» Your goal
Count the lines in the records below that contain the string "green", treating uppercase and lowercase as different, and reply with that number alone.

-- Data listing start --

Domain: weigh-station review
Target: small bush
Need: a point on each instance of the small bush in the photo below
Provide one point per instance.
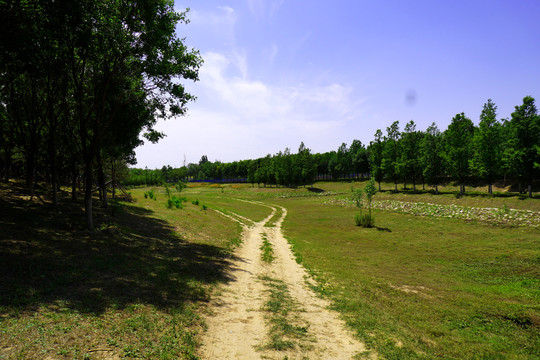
(175, 202)
(116, 207)
(364, 220)
(150, 194)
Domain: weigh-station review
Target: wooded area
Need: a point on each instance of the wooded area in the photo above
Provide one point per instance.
(507, 150)
(81, 81)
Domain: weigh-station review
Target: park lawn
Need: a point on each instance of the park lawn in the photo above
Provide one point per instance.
(132, 289)
(421, 287)
(227, 198)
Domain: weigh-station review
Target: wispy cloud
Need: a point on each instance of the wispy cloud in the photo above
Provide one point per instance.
(221, 22)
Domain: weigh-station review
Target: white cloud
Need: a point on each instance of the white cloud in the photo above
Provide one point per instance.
(237, 118)
(221, 23)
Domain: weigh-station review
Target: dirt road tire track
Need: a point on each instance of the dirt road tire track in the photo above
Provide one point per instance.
(236, 325)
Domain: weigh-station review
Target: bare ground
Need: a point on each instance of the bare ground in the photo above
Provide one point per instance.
(238, 326)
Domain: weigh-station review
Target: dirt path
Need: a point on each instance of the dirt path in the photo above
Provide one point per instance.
(239, 326)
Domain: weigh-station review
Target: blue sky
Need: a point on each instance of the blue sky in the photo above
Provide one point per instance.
(276, 73)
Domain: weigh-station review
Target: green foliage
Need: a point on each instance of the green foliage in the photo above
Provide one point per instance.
(180, 185)
(431, 157)
(150, 194)
(458, 149)
(365, 220)
(176, 202)
(487, 145)
(267, 253)
(116, 207)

-- Data listing end --

» The reply
2